■ **Written problem a**
Repeat the lines of the collection entries from the line holding "Q: Tag one point on each instance of the pitted" through the line holding "(809, 1264)", inclusive.

■ **Supplied text**
Description of problem: RHHI adds a level of complexity to shutting down and bringing up an entire cluster, and there is no documentation around the proper procedure to do it or checks to perform to ensure that startup will be free from issues. Version-Release number of selected component (if applicable): rhhi-1.1 How reproducible: Always Steps to Reproduce: 1. Need to do cluster maintenance 2. Look for proper procedure 3. Find none Actual results: No docs Expected results: A helpful list of steps and checks Additional info:
Sahina/Laura, Can we take this doc bug for RHHI 2.0, as it looks necessary to have this step documented for proper shutting down of POD ?

■ **Written problem b**
Translate this sentence from the bug report into Spanish: "RHHI adds a level of complexity to shutting down and bringing up an entire cluster, and there is no documentation around the proper procedure to do it or checks to perform to ensure that startup will be free from issues."

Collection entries
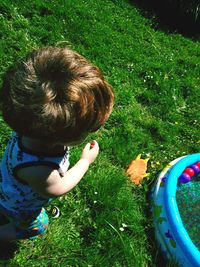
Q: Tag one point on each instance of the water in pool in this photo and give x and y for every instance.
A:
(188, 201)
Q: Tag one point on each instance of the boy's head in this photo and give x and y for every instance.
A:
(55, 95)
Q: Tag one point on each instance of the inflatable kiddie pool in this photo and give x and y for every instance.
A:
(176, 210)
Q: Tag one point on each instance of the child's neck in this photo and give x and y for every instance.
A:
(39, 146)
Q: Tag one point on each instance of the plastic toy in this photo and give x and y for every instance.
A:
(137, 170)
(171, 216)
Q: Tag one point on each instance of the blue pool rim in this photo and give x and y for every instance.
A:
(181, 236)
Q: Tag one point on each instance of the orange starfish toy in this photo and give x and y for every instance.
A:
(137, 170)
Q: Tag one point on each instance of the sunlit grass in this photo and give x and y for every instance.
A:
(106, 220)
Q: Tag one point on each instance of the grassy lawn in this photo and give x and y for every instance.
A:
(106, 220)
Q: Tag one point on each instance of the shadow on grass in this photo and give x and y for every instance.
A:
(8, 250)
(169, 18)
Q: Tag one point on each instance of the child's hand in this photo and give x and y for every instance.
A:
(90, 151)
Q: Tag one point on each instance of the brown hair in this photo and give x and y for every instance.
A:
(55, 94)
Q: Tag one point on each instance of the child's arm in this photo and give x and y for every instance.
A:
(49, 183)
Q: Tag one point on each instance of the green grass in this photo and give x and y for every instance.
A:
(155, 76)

==

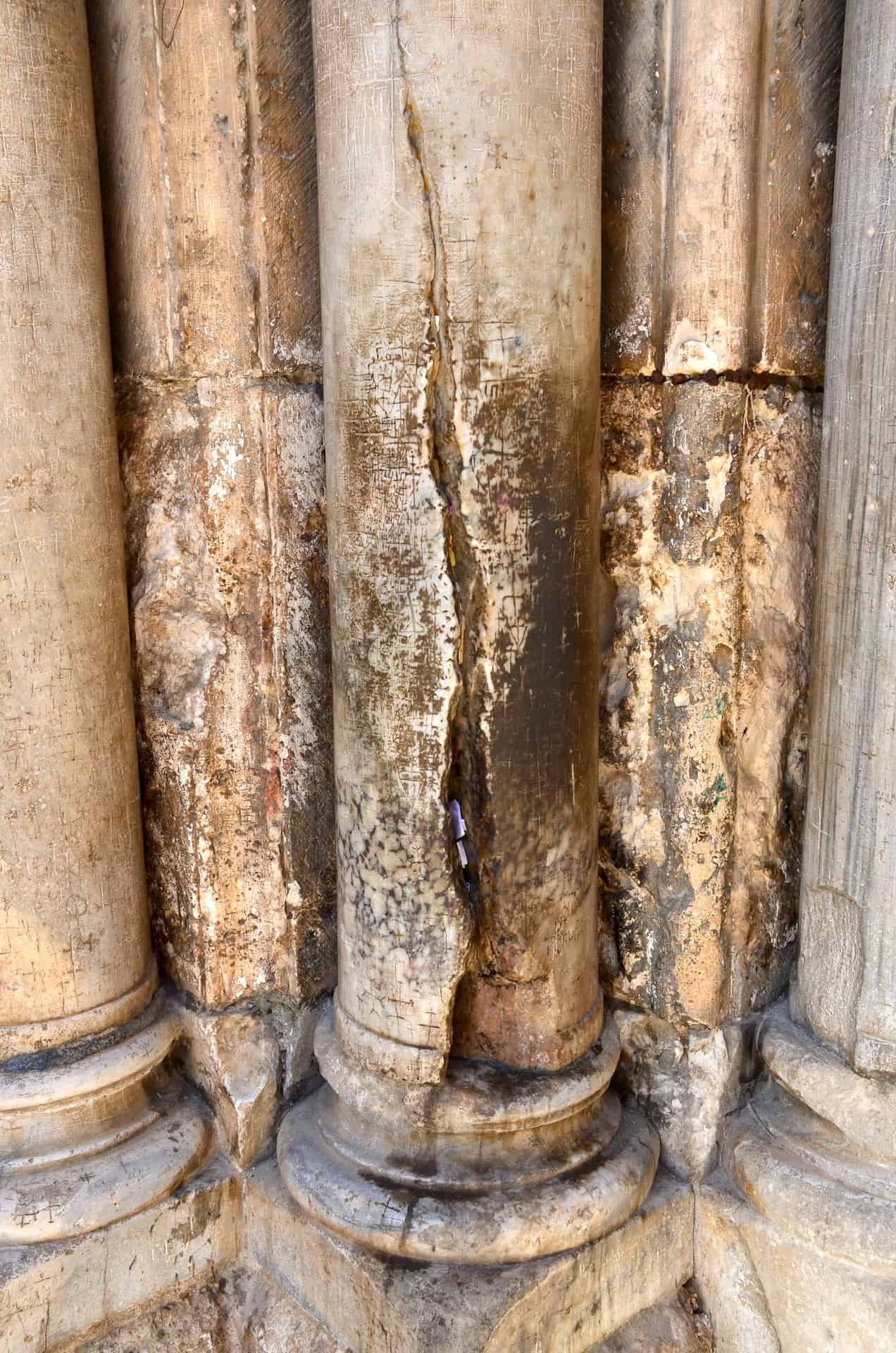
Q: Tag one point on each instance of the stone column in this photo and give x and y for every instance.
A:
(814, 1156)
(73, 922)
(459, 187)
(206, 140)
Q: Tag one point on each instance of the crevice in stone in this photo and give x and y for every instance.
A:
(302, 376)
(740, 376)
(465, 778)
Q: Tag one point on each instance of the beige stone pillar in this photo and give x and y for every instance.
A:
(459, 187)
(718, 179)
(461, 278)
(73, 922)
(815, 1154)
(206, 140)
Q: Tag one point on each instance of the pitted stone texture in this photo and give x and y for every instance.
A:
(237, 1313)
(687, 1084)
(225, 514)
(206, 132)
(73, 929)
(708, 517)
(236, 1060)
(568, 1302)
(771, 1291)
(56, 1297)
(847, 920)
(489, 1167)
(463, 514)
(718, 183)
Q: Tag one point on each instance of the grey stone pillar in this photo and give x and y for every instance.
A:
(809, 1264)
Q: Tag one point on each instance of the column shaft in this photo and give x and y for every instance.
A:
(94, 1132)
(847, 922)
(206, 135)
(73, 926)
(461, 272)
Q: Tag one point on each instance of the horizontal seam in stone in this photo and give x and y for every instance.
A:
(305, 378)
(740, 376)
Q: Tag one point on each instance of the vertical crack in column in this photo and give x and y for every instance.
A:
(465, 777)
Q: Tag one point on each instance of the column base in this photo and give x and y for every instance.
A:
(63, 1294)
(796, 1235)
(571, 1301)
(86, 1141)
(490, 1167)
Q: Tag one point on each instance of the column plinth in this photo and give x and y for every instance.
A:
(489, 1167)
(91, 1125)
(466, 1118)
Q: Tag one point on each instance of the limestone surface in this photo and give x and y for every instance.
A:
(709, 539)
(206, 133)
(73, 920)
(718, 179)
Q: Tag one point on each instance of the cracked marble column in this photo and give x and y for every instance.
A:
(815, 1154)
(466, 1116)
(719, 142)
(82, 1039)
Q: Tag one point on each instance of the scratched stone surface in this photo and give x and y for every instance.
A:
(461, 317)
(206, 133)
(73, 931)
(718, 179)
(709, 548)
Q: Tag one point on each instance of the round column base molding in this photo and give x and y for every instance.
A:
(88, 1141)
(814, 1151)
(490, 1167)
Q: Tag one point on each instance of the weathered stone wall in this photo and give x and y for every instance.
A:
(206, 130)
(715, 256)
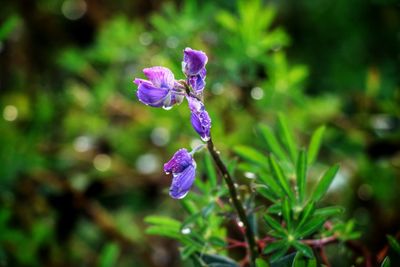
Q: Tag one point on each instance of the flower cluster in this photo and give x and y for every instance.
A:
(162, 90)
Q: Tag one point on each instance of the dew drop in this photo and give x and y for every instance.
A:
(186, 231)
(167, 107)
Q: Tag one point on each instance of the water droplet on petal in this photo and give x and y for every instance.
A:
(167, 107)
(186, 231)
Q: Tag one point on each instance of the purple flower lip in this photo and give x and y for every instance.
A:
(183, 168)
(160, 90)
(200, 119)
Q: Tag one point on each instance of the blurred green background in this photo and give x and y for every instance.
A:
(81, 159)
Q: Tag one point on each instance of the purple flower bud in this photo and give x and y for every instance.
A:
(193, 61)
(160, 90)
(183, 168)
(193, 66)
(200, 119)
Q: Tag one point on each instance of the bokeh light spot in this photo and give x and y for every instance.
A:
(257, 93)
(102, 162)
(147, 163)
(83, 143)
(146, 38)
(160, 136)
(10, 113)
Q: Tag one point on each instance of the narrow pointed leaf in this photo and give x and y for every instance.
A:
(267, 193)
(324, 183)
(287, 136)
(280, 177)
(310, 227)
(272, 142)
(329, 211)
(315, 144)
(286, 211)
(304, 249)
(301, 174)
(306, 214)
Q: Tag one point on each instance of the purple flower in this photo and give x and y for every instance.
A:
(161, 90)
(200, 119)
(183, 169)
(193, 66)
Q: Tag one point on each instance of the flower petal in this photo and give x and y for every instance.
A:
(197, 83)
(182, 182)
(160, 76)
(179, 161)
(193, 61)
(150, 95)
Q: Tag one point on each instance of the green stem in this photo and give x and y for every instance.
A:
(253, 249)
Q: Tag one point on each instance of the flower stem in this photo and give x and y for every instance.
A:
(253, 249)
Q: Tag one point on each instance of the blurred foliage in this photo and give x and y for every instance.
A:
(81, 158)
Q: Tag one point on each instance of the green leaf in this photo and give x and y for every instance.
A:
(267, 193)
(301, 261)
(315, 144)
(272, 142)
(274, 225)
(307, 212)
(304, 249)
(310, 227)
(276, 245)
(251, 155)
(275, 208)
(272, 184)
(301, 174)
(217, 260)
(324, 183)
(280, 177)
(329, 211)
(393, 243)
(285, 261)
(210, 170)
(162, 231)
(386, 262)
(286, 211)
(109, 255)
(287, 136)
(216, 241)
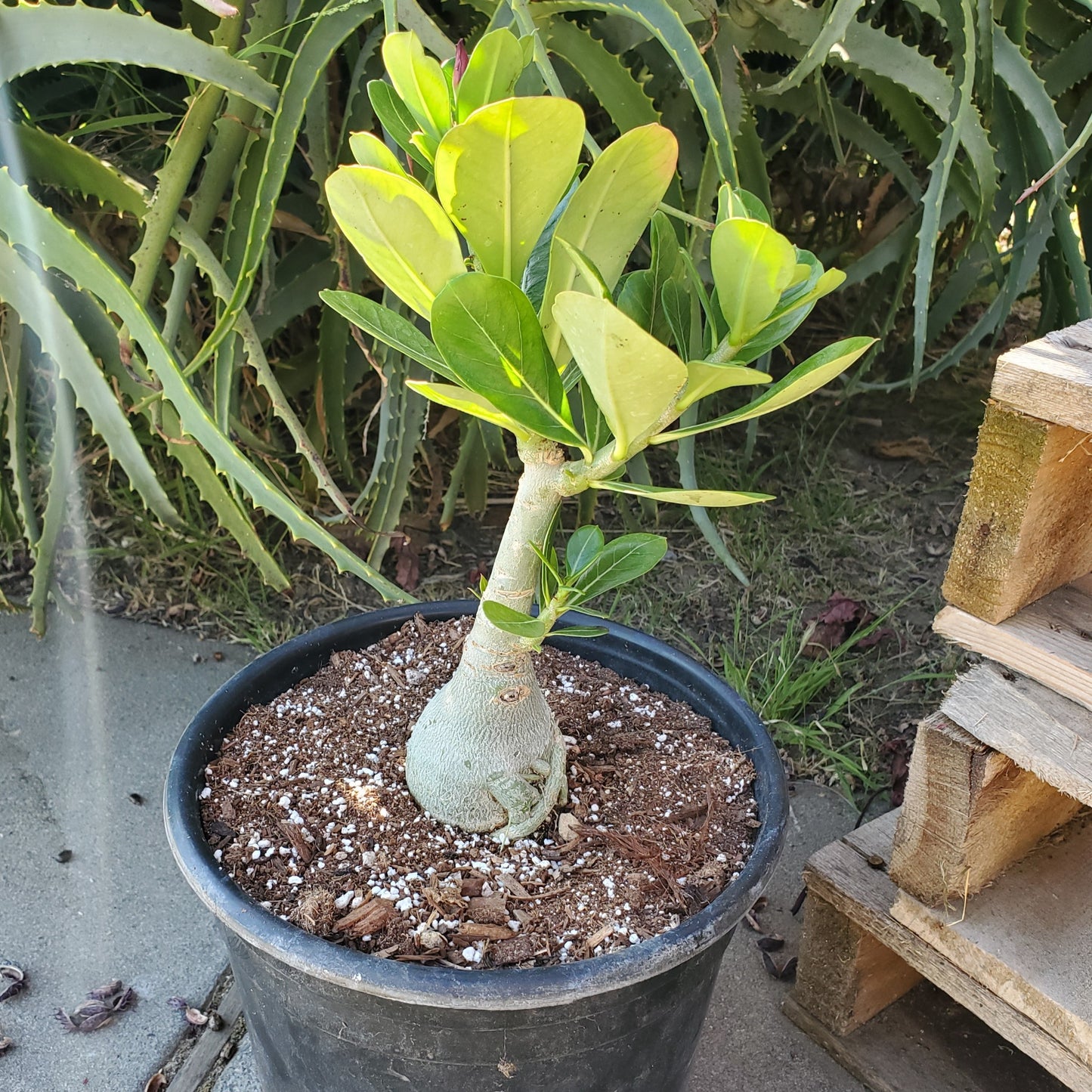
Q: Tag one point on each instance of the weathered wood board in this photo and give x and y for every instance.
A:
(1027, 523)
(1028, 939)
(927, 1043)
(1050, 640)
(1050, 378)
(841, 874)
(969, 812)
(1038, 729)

■ **Final answer a**
Q: Tag one point on each instance of the pitted stone texture in this photo and give x and y for every instance.
A:
(237, 1313)
(687, 1084)
(225, 514)
(206, 132)
(73, 929)
(708, 517)
(236, 1060)
(568, 1302)
(771, 1291)
(56, 1297)
(847, 920)
(489, 1167)
(463, 514)
(718, 183)
Q: Tag one point on each instance of the grey stone pillar in this photo and give x and y for every instance.
A:
(809, 1264)

■ **Final answer b**
RHHI añade un nivel de complejidad al apagado y la puesta en marcha de un clúster completo, y no hay documentación sobre el procedimiento adecuado para hacerlo ni sobre las comprobaciones que deben realizarse para garantizar que el arranque se produzca sin problemas.